SOURCE MATERIAL =>
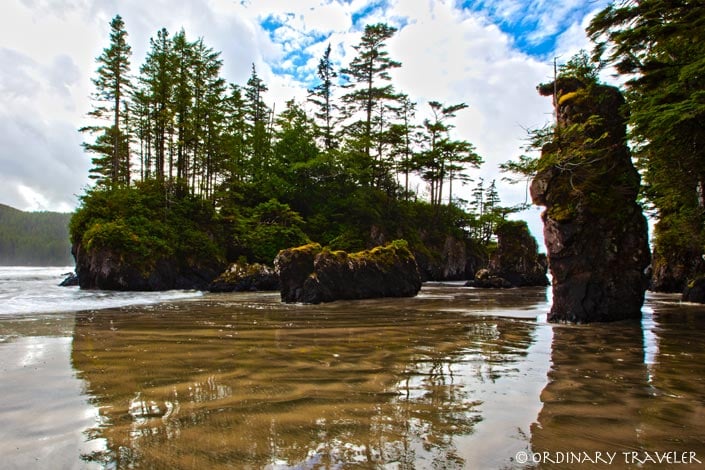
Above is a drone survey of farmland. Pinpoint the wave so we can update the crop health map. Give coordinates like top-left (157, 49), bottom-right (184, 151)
top-left (0, 267), bottom-right (203, 315)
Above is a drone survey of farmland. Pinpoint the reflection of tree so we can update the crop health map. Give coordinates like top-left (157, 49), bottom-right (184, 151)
top-left (71, 293), bottom-right (538, 468)
top-left (532, 303), bottom-right (705, 464)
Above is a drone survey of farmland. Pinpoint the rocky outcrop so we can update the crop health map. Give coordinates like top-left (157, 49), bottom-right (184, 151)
top-left (468, 268), bottom-right (513, 288)
top-left (530, 78), bottom-right (650, 323)
top-left (274, 240), bottom-right (422, 304)
top-left (73, 242), bottom-right (223, 291)
top-left (413, 235), bottom-right (476, 281)
top-left (467, 221), bottom-right (549, 288)
top-left (650, 248), bottom-right (705, 293)
top-left (208, 262), bottom-right (279, 292)
top-left (683, 276), bottom-right (705, 303)
top-left (59, 271), bottom-right (79, 287)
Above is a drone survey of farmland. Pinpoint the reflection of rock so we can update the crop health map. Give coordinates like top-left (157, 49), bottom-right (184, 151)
top-left (531, 78), bottom-right (650, 322)
top-left (208, 262), bottom-right (279, 292)
top-left (533, 301), bottom-right (705, 458)
top-left (70, 289), bottom-right (540, 468)
top-left (274, 240), bottom-right (421, 304)
top-left (532, 321), bottom-right (649, 456)
top-left (467, 221), bottom-right (549, 288)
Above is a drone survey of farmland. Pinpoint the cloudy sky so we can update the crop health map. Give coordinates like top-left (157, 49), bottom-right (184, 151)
top-left (0, 0), bottom-right (609, 240)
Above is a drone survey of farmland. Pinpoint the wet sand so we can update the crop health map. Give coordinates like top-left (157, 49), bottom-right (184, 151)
top-left (1, 286), bottom-right (704, 469)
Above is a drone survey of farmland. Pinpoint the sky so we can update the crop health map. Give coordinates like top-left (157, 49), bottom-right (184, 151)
top-left (0, 0), bottom-right (611, 244)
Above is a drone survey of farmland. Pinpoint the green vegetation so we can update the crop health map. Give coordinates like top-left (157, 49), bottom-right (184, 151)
top-left (588, 1), bottom-right (705, 286)
top-left (72, 16), bottom-right (515, 272)
top-left (0, 204), bottom-right (72, 266)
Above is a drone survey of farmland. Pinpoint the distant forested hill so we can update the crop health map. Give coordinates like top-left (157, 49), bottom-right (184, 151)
top-left (0, 203), bottom-right (73, 266)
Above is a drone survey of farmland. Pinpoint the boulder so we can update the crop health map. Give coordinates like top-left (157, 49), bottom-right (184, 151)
top-left (274, 240), bottom-right (422, 304)
top-left (208, 262), bottom-right (279, 292)
top-left (273, 243), bottom-right (322, 303)
top-left (683, 276), bottom-right (705, 303)
top-left (73, 242), bottom-right (223, 291)
top-left (59, 271), bottom-right (79, 287)
top-left (465, 268), bottom-right (513, 288)
top-left (531, 78), bottom-right (650, 322)
top-left (465, 221), bottom-right (548, 289)
top-left (489, 221), bottom-right (549, 287)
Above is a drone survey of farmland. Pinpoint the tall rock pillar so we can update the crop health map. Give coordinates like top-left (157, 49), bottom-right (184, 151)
top-left (530, 78), bottom-right (650, 322)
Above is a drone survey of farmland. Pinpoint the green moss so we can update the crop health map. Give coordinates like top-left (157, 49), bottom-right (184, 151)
top-left (348, 240), bottom-right (413, 268)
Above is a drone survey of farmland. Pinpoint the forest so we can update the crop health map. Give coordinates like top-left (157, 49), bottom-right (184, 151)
top-left (72, 17), bottom-right (509, 271)
top-left (0, 204), bottom-right (72, 266)
top-left (73, 1), bottom-right (705, 293)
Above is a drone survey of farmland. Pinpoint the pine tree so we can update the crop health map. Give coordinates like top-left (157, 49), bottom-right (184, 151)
top-left (308, 43), bottom-right (338, 151)
top-left (341, 23), bottom-right (402, 186)
top-left (81, 15), bottom-right (133, 189)
top-left (414, 101), bottom-right (480, 208)
top-left (588, 0), bottom-right (705, 286)
top-left (244, 64), bottom-right (271, 179)
top-left (139, 28), bottom-right (174, 181)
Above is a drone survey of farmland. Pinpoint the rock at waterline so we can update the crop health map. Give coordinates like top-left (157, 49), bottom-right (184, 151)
top-left (208, 262), bottom-right (279, 292)
top-left (683, 277), bottom-right (705, 303)
top-left (59, 271), bottom-right (79, 287)
top-left (530, 78), bottom-right (650, 323)
top-left (72, 242), bottom-right (224, 291)
top-left (274, 240), bottom-right (422, 304)
top-left (466, 221), bottom-right (549, 288)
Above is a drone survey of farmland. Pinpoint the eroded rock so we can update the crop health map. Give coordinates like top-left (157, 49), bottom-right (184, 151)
top-left (274, 240), bottom-right (421, 304)
top-left (531, 78), bottom-right (650, 322)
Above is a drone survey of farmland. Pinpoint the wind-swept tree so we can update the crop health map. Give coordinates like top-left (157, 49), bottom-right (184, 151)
top-left (415, 101), bottom-right (481, 208)
top-left (81, 14), bottom-right (133, 188)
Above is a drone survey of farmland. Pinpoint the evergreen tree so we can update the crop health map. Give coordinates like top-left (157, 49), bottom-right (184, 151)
top-left (414, 101), bottom-right (480, 208)
top-left (81, 15), bottom-right (133, 189)
top-left (244, 64), bottom-right (272, 180)
top-left (341, 23), bottom-right (402, 186)
top-left (171, 29), bottom-right (195, 191)
top-left (222, 85), bottom-right (248, 185)
top-left (139, 28), bottom-right (174, 181)
top-left (308, 43), bottom-right (338, 151)
top-left (588, 1), bottom-right (705, 284)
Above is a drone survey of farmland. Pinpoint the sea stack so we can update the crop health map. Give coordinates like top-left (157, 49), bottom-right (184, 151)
top-left (530, 77), bottom-right (650, 322)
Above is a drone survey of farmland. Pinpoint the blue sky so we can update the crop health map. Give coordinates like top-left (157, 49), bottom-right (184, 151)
top-left (0, 0), bottom-right (610, 243)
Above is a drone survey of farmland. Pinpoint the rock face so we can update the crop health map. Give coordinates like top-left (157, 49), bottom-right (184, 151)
top-left (650, 248), bottom-right (705, 294)
top-left (208, 262), bottom-right (279, 292)
top-left (369, 225), bottom-right (476, 281)
top-left (73, 242), bottom-right (223, 291)
top-left (467, 221), bottom-right (549, 288)
top-left (530, 78), bottom-right (650, 323)
top-left (274, 240), bottom-right (422, 304)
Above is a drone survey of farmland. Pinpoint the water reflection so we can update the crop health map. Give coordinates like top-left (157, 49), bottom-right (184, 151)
top-left (0, 314), bottom-right (104, 470)
top-left (532, 294), bottom-right (705, 469)
top-left (5, 287), bottom-right (703, 468)
top-left (71, 287), bottom-right (549, 469)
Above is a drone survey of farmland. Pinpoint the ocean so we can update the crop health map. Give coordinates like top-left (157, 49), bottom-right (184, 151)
top-left (0, 266), bottom-right (203, 316)
top-left (1, 267), bottom-right (704, 469)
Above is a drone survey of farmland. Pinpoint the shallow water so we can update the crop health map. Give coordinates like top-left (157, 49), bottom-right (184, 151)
top-left (0, 284), bottom-right (704, 469)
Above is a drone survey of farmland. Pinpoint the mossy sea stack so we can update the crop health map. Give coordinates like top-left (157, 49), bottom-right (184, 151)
top-left (274, 240), bottom-right (422, 304)
top-left (530, 78), bottom-right (650, 323)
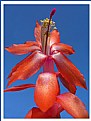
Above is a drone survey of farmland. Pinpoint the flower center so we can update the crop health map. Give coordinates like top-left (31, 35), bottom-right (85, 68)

WHAT IS EXPECTED =>
Although the records contain pictures, transcribe only their text, exactly as written.

SOLUTION FOR THIS PROBLEM =>
Above is a drone survey of farmland. Pinpoint the wave so we can update the crop health map. Give coordinates like top-left (157, 49), bottom-right (184, 151)
top-left (0, 267), bottom-right (203, 315)
Above is a drone survey of farmland. Pinpoint the reflection of tree so we can update the crop health map. Give coordinates like top-left (157, 49), bottom-right (184, 151)
top-left (71, 293), bottom-right (538, 468)
top-left (532, 303), bottom-right (705, 464)
Above is a drone survey of farmland. Pinpoint the rocky outcrop so we can update the crop health map. Give coordinates like top-left (157, 49), bottom-right (184, 151)
top-left (468, 268), bottom-right (513, 288)
top-left (530, 78), bottom-right (650, 323)
top-left (274, 240), bottom-right (422, 304)
top-left (73, 242), bottom-right (223, 291)
top-left (413, 235), bottom-right (476, 281)
top-left (467, 221), bottom-right (549, 288)
top-left (650, 248), bottom-right (705, 293)
top-left (208, 262), bottom-right (279, 292)
top-left (683, 276), bottom-right (705, 303)
top-left (59, 271), bottom-right (79, 287)
Above is a drone survey of farmland. Pinpoint the reflection of rock so we can update the crop health map. Give coordinates like top-left (157, 49), bottom-right (184, 151)
top-left (531, 78), bottom-right (650, 322)
top-left (208, 262), bottom-right (279, 292)
top-left (533, 301), bottom-right (705, 458)
top-left (70, 289), bottom-right (540, 468)
top-left (274, 240), bottom-right (421, 304)
top-left (532, 321), bottom-right (649, 456)
top-left (467, 221), bottom-right (549, 288)
Above is a drone survey of farmland. Pinpoint the cloudy sky so we can update the crop health map. Give coordinates like top-left (157, 49), bottom-right (184, 151)
top-left (0, 0), bottom-right (609, 240)
Above is a drone survey of farmland. Pinpoint the wet sand so we can update the crop health map. Give coordinates like top-left (157, 49), bottom-right (184, 151)
top-left (1, 286), bottom-right (704, 469)
Above is a drone survey of farmland. Pinpoint the sky so we can update the crop health map. Give coordinates like top-left (157, 49), bottom-right (184, 151)
top-left (0, 0), bottom-right (611, 244)
Above is a drone survey of farmland. Pinpoint the green vegetation so we can update the crop health map. Give coordinates like top-left (157, 49), bottom-right (184, 151)
top-left (588, 1), bottom-right (705, 286)
top-left (72, 16), bottom-right (515, 272)
top-left (0, 204), bottom-right (72, 266)
Above is a drone survey of farmland. Pinpoint the distant forested hill so we can update the crop health map. Give coordinates like top-left (157, 49), bottom-right (184, 151)
top-left (0, 203), bottom-right (73, 266)
Above is a drone survey of farmland. Pinpoint the boulder so we can update the crop health map. Give coordinates like top-left (157, 49), bottom-right (184, 151)
top-left (274, 240), bottom-right (422, 304)
top-left (208, 262), bottom-right (279, 292)
top-left (273, 243), bottom-right (322, 303)
top-left (683, 276), bottom-right (705, 303)
top-left (73, 242), bottom-right (223, 291)
top-left (59, 271), bottom-right (79, 287)
top-left (465, 268), bottom-right (513, 288)
top-left (531, 78), bottom-right (650, 322)
top-left (465, 221), bottom-right (548, 289)
top-left (489, 221), bottom-right (549, 287)
Above is a drone survey of farmland. Pinpoint the tall rock pillar so we can update the crop health map. Give coordinates like top-left (157, 49), bottom-right (184, 151)
top-left (530, 78), bottom-right (650, 322)
Above is a drone survey of farmland. Pinpoint the green moss so we can update the crop health map. Give coordinates like top-left (157, 49), bottom-right (184, 151)
top-left (348, 240), bottom-right (413, 268)
Above is a drone survey of farmland. Pinpoint the forest so we can update the crop health map. Give coordinates like top-left (157, 49), bottom-right (184, 151)
top-left (72, 17), bottom-right (509, 271)
top-left (0, 204), bottom-right (72, 266)
top-left (73, 1), bottom-right (705, 293)
Above is a drone survey of farmland. Pinpoint the pine tree so we can update the crop health map. Give coordinates like top-left (157, 49), bottom-right (184, 151)
top-left (308, 43), bottom-right (338, 151)
top-left (341, 23), bottom-right (402, 186)
top-left (81, 15), bottom-right (133, 189)
top-left (414, 101), bottom-right (480, 208)
top-left (588, 0), bottom-right (705, 286)
top-left (244, 64), bottom-right (271, 179)
top-left (139, 28), bottom-right (174, 181)
Above is a drone survey of farmland. Pinpoint the rock at waterline so we can update the crop health map. Give coordinates like top-left (157, 49), bottom-right (184, 151)
top-left (208, 262), bottom-right (279, 292)
top-left (683, 277), bottom-right (705, 303)
top-left (59, 271), bottom-right (79, 287)
top-left (530, 78), bottom-right (650, 323)
top-left (72, 242), bottom-right (224, 291)
top-left (274, 240), bottom-right (422, 304)
top-left (466, 221), bottom-right (549, 288)
Above is a drone survey of farmland. Pinpoint the eroded rock so we can update the crop health map. Give coordinates like top-left (157, 49), bottom-right (184, 151)
top-left (274, 240), bottom-right (421, 304)
top-left (531, 78), bottom-right (650, 322)
Above is a drone survey of farmland. Pinpoint the wind-swept tree so we can update the crop health map. Give coordinates like top-left (157, 49), bottom-right (184, 151)
top-left (415, 101), bottom-right (481, 208)
top-left (81, 14), bottom-right (133, 188)
Above is a drone survey of farmland. Pinpoint the evergreen tree so we can update the crop health map. Give coordinates like top-left (157, 49), bottom-right (184, 151)
top-left (414, 101), bottom-right (480, 208)
top-left (81, 15), bottom-right (133, 189)
top-left (244, 64), bottom-right (272, 180)
top-left (341, 23), bottom-right (402, 186)
top-left (171, 29), bottom-right (195, 191)
top-left (222, 85), bottom-right (248, 185)
top-left (139, 28), bottom-right (174, 181)
top-left (308, 43), bottom-right (338, 151)
top-left (588, 1), bottom-right (705, 284)
Above is a drone survey of farmland. Pinpoint the sea stack so we can update the crop health map. Give coordinates like top-left (157, 49), bottom-right (184, 151)
top-left (530, 77), bottom-right (650, 322)
Above is a drone survey of farmland. Pinpoint the blue sky so we can update the crop health map. Give coordinates like top-left (157, 49), bottom-right (184, 151)
top-left (0, 0), bottom-right (610, 243)
Above is a drone survey of farmland. Pinpoint the rock face so we can update the crop health map. Give coordinates like top-left (157, 49), bottom-right (184, 151)
top-left (650, 248), bottom-right (705, 294)
top-left (208, 262), bottom-right (279, 292)
top-left (369, 225), bottom-right (476, 281)
top-left (73, 242), bottom-right (223, 291)
top-left (467, 221), bottom-right (549, 288)
top-left (530, 78), bottom-right (650, 323)
top-left (274, 240), bottom-right (422, 304)
Above is a drone survey of farmland. Pinpoint the water reflection so we can update the crop health map. Give coordinates like top-left (157, 49), bottom-right (184, 151)
top-left (0, 314), bottom-right (104, 470)
top-left (532, 294), bottom-right (705, 469)
top-left (5, 287), bottom-right (703, 468)
top-left (71, 287), bottom-right (549, 469)
Above is a drone survey of farmland. Pinpoint the ocean so we can update the crop health map. Give coordinates like top-left (157, 49), bottom-right (184, 151)
top-left (0, 266), bottom-right (203, 316)
top-left (1, 267), bottom-right (704, 469)
Above is a drone survey of farmland. Pinpoint the shallow water so we can update the crop health map. Give coordinates like top-left (157, 49), bottom-right (184, 151)
top-left (0, 284), bottom-right (704, 469)
Above is a drone survey of farmland. Pinpoint the mossy sea stack so we can update the crop health map. Give coordinates like top-left (157, 49), bottom-right (184, 151)
top-left (274, 240), bottom-right (422, 304)
top-left (530, 78), bottom-right (650, 323)
Above is a drone survey of farmland. Pinpoint the flower center so we can update the crop health map. Give coordinates like top-left (31, 35), bottom-right (85, 68)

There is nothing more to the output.